### The records
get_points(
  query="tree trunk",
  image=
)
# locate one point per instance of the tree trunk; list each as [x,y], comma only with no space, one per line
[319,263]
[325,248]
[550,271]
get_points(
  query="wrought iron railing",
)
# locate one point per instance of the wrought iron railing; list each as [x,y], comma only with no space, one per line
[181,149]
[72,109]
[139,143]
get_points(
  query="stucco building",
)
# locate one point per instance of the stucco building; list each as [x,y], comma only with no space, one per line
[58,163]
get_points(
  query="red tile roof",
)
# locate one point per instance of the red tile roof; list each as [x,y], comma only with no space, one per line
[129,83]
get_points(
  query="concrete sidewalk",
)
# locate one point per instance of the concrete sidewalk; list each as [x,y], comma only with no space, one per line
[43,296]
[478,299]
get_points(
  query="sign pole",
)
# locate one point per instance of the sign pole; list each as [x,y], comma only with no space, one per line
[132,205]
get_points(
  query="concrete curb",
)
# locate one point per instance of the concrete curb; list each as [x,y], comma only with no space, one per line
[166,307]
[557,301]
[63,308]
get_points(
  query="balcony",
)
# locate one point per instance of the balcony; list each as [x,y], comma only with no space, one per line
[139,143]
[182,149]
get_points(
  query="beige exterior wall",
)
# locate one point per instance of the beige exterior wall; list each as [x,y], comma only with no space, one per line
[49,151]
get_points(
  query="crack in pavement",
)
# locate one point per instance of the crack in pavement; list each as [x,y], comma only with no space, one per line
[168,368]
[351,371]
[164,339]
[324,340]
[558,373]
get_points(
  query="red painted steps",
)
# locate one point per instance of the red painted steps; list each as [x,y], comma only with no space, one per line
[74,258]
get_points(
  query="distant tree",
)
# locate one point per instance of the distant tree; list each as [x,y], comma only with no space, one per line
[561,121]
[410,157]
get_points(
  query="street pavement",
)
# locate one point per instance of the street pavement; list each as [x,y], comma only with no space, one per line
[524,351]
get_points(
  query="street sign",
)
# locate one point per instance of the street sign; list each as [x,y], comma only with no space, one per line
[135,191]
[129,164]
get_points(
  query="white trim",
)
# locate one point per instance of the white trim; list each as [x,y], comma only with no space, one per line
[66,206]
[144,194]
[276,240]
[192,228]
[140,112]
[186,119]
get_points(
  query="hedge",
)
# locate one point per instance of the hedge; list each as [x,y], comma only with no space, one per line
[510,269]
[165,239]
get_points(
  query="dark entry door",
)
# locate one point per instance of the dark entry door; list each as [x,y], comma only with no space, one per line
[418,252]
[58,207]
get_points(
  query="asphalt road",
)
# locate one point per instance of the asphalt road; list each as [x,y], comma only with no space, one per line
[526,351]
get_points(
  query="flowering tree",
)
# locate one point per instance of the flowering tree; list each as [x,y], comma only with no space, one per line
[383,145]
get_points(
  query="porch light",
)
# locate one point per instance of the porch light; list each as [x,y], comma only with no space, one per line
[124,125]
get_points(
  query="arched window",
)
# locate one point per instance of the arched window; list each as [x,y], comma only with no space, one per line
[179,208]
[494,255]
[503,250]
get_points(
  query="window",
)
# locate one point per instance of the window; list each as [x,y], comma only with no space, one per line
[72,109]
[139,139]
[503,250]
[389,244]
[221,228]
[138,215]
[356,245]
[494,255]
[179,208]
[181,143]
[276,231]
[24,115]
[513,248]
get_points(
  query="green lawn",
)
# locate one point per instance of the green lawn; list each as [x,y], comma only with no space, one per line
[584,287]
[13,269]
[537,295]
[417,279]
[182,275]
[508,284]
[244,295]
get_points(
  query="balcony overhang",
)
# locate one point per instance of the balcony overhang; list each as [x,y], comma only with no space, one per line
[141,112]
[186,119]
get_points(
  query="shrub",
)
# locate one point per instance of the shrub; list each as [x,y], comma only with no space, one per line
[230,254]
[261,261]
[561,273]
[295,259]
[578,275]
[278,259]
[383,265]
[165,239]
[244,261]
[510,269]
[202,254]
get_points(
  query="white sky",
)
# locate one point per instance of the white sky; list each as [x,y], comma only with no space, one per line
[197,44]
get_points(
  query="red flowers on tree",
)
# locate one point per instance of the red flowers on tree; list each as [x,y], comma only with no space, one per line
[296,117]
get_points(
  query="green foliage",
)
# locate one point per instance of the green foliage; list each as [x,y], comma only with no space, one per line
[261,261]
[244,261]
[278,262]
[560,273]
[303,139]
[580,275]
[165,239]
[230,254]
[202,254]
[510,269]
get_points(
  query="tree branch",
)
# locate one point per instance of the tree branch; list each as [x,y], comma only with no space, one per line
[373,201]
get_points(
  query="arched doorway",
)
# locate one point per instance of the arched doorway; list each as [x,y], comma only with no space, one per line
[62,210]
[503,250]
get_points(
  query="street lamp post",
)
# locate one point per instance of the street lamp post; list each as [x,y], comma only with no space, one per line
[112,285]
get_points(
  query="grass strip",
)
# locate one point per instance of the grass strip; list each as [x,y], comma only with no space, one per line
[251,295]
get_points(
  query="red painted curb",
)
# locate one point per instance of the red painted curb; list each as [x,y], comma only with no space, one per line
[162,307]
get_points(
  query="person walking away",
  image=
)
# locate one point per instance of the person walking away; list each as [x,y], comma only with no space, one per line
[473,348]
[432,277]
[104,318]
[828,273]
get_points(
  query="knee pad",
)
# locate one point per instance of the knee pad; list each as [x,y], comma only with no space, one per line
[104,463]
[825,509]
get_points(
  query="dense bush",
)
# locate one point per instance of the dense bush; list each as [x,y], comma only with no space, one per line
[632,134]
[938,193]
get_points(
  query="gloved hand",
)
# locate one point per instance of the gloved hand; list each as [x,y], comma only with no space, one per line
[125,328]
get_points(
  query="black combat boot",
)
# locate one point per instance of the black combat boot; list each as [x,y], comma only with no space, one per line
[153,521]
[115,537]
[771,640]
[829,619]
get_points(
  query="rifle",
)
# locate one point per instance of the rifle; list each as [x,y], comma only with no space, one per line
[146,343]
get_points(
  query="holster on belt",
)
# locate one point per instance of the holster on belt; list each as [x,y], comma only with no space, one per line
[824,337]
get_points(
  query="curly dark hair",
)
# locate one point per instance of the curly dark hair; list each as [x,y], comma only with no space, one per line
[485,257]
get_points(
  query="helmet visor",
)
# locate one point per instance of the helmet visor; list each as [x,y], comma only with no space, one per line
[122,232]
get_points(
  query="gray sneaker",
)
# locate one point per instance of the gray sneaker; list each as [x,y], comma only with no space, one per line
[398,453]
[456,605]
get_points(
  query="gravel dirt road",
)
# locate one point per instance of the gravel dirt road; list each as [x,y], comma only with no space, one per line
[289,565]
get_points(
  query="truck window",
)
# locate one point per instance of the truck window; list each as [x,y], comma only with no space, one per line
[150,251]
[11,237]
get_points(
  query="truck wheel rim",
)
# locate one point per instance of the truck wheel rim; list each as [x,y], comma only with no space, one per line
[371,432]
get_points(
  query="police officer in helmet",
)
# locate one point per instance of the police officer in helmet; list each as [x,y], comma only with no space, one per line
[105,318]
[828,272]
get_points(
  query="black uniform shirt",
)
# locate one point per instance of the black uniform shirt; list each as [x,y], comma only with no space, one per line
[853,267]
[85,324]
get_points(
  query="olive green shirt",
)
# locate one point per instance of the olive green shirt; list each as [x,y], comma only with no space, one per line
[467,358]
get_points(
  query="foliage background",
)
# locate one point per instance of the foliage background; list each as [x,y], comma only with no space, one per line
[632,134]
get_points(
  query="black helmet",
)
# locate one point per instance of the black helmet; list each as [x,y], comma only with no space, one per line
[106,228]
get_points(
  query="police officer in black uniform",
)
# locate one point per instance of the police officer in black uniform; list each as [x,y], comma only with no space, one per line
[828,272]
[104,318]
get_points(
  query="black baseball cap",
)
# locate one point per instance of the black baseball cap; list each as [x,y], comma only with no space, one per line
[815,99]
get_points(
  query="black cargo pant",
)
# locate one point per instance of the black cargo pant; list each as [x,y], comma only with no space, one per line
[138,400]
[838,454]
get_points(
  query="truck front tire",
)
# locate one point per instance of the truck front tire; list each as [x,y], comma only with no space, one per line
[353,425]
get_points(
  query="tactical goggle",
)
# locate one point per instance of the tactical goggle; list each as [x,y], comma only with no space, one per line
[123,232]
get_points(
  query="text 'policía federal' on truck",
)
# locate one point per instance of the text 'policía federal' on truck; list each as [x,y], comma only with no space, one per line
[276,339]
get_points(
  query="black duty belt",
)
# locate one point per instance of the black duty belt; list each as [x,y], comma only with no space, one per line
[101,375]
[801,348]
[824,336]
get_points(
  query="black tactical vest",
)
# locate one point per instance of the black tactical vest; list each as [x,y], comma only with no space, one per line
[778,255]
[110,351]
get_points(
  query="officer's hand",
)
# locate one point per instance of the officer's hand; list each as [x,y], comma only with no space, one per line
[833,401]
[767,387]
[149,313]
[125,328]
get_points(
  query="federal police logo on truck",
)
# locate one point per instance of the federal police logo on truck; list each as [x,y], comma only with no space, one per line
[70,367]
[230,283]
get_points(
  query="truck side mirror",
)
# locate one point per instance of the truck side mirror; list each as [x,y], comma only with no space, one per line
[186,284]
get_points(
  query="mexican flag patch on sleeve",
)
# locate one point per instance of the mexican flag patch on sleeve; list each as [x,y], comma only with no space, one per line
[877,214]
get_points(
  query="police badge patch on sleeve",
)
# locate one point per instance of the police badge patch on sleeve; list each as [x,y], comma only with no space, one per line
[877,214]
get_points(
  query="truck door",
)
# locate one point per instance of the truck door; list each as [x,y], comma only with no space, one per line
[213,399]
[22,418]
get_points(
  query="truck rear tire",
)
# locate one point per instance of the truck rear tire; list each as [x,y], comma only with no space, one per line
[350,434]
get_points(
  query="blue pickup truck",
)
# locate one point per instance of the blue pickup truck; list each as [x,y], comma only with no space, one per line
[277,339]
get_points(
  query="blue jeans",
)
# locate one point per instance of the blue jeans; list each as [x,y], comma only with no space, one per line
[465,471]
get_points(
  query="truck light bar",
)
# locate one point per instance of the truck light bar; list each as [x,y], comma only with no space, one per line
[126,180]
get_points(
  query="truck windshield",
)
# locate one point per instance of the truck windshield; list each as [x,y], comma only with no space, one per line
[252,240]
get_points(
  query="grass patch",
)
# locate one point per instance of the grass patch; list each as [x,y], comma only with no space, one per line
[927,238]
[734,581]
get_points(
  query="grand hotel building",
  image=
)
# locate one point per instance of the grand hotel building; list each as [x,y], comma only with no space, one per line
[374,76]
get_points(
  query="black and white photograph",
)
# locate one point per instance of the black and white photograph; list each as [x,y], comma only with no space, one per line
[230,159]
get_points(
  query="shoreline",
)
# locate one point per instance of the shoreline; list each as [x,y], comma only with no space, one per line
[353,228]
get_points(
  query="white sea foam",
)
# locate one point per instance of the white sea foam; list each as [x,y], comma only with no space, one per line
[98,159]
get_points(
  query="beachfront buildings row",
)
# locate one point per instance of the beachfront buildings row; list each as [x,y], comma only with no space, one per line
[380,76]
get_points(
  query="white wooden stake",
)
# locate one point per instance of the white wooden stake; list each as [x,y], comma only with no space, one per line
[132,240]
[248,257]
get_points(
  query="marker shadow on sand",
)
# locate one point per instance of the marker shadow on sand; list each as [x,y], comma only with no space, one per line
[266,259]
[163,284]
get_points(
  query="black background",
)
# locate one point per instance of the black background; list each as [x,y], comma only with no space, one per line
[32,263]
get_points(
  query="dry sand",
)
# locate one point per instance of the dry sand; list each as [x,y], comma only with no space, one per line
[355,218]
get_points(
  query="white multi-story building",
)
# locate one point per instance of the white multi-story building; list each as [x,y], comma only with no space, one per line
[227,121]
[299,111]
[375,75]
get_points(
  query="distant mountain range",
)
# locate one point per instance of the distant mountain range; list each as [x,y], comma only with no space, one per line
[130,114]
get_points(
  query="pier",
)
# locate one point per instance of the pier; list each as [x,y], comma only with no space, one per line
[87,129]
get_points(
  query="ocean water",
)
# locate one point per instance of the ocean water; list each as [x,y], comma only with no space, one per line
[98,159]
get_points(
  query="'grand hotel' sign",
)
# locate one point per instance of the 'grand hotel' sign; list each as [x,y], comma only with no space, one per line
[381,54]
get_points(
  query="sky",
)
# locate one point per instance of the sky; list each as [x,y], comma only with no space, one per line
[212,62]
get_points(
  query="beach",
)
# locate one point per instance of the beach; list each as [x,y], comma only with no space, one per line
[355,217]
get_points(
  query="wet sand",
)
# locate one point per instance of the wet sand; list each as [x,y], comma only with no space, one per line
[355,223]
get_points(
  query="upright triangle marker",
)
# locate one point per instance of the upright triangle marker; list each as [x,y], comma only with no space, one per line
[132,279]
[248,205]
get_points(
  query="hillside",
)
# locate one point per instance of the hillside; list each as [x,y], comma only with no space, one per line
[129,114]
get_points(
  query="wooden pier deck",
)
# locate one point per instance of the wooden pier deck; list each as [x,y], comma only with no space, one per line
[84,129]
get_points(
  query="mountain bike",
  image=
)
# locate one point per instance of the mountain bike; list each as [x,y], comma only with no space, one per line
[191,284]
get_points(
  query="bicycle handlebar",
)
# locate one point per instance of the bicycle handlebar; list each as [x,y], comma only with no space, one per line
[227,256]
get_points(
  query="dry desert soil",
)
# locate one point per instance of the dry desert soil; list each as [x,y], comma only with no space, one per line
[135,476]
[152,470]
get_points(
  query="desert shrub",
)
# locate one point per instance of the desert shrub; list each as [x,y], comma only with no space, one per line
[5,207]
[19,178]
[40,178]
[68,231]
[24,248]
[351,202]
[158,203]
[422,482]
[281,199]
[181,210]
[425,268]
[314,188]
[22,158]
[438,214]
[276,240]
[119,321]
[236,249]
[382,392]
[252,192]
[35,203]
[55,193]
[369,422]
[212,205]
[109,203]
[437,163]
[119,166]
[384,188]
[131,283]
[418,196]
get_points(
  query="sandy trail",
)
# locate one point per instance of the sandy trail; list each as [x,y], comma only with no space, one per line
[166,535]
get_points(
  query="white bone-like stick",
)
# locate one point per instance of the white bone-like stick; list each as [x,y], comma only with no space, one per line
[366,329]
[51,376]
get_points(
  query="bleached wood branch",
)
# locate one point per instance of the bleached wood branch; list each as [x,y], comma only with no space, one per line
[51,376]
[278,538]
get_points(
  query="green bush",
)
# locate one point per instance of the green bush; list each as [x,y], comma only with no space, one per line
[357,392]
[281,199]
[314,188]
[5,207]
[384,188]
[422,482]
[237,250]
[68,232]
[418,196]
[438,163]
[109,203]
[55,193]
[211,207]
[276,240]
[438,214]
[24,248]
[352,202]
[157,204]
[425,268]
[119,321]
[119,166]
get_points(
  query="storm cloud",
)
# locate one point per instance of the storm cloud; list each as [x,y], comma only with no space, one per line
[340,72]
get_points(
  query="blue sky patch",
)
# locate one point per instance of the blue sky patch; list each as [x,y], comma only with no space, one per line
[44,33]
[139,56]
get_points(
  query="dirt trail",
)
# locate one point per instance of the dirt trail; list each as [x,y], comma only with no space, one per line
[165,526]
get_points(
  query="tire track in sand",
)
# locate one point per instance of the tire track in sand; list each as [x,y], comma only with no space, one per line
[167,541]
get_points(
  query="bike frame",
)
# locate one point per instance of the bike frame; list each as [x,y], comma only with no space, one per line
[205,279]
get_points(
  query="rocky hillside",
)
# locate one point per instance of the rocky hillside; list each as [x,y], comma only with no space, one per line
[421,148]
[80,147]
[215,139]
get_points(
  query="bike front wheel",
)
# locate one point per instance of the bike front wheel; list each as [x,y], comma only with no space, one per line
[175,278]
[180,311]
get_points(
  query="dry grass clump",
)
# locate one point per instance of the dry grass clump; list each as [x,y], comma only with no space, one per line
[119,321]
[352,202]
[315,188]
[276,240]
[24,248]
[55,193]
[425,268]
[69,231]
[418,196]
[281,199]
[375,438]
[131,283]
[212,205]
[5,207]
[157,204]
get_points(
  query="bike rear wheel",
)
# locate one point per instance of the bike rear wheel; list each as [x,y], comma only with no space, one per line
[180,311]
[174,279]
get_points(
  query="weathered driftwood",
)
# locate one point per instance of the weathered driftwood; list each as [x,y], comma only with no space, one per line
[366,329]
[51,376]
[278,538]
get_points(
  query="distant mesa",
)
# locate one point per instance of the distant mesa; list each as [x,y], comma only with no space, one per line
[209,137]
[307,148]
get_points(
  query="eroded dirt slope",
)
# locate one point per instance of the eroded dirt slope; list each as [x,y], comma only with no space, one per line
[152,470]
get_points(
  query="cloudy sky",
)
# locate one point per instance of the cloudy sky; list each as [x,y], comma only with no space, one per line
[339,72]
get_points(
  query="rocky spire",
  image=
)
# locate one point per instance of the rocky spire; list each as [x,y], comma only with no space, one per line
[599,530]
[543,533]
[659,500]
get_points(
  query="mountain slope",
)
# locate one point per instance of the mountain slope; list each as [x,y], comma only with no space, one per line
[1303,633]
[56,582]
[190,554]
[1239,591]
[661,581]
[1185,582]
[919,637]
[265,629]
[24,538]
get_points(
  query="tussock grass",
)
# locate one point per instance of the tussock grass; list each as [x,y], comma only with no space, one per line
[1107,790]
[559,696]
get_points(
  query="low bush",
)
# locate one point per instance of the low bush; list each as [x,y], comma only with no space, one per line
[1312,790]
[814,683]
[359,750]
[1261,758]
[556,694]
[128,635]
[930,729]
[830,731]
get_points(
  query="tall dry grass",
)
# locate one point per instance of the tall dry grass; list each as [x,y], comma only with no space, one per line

### Short exercise
Pick out each line in the rows above that contains the word "tussock", and copy those lines. Case counts, so capital and lowercase letters must match.

### Answer to the task
  query="tussock grass",
# locate one point per instance of the tussock grass; list each as [x,y], comma only with no space, one per line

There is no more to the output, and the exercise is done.